(GIVEN DATA)

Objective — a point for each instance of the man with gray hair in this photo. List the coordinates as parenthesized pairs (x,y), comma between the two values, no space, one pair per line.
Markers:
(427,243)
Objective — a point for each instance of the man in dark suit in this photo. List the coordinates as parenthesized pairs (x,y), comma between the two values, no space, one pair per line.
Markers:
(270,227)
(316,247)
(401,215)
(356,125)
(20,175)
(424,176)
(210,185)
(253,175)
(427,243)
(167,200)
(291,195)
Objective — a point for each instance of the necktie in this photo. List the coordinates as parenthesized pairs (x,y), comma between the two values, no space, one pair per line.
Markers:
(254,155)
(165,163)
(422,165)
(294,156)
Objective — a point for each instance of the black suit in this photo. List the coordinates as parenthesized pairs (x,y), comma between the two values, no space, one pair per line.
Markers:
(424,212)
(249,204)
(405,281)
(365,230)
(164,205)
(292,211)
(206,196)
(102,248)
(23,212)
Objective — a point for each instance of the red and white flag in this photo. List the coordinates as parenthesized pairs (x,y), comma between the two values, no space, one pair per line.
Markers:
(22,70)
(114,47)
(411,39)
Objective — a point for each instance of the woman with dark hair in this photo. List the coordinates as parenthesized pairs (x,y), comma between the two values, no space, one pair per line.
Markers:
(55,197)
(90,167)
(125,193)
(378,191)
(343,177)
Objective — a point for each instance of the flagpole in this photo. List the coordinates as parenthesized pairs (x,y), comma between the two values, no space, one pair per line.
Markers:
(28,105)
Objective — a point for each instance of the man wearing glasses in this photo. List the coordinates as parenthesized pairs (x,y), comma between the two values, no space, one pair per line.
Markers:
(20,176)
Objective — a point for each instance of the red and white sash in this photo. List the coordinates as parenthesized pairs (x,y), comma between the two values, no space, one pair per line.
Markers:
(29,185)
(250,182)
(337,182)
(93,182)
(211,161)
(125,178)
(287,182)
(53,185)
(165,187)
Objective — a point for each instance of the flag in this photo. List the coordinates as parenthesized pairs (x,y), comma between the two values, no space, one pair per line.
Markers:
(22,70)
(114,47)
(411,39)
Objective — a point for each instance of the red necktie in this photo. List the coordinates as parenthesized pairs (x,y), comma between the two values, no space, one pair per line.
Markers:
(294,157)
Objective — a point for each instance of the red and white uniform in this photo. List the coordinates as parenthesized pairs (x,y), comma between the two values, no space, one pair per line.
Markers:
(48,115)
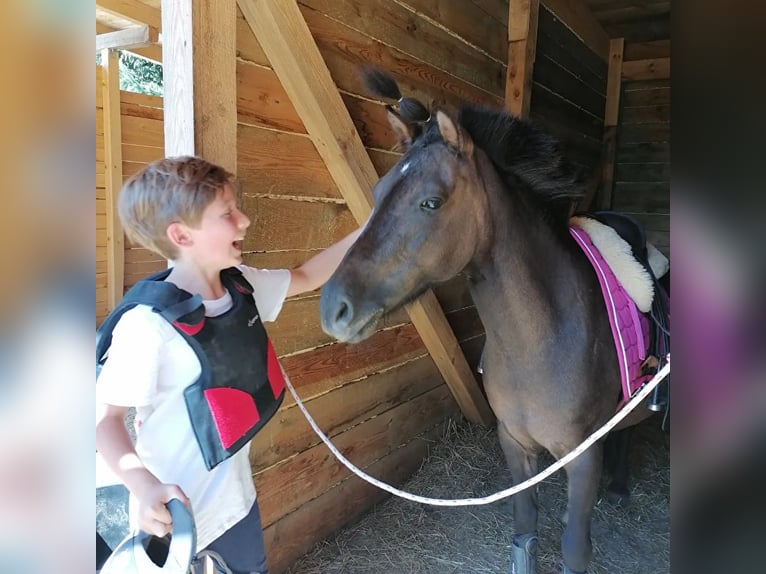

(End GIVEN DATA)

▸ WHAT YOU HAVE TO DO: Lines holding "necktie" in the data above: copy each of them.

▸ PROBLEM SOLUTION:
Objective — a point for each instance of the necktie in this photo. List the coordinates as parenthesized pairs (x,y), comma between the two values, no space, one pair per line.
Objective — a point for each instance of the red necktie in this photo. List the coordinates as parenthesized pairs (x,y), comma between the two values, no space, one pair per line.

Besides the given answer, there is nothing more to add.